Task prompt » Count how many lines of the material hold "yellow". Respond with that number alone.

☆ ☆ ☆

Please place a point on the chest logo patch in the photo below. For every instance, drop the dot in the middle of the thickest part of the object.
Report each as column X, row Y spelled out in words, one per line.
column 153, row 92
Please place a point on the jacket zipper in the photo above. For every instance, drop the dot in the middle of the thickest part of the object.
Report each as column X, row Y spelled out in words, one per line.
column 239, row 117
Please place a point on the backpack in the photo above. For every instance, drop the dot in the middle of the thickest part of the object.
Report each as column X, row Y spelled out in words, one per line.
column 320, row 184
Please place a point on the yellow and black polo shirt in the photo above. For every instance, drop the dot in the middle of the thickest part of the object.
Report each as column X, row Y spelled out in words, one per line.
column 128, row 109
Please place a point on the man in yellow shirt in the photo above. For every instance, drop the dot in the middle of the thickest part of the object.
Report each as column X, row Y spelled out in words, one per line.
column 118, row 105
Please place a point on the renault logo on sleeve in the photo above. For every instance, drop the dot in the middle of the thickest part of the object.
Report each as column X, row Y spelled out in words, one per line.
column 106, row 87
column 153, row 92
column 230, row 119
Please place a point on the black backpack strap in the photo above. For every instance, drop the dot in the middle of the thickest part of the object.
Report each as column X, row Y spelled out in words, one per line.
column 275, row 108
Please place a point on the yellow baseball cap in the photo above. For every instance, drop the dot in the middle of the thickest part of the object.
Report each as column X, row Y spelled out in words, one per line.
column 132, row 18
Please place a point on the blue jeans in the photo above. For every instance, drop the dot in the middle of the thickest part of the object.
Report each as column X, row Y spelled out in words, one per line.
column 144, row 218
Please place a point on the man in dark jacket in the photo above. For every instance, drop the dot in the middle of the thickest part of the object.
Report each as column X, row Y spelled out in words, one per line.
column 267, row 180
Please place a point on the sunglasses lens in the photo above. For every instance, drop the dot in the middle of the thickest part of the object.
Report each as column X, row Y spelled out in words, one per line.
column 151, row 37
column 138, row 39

☆ ☆ ☆

Reply to the task » 3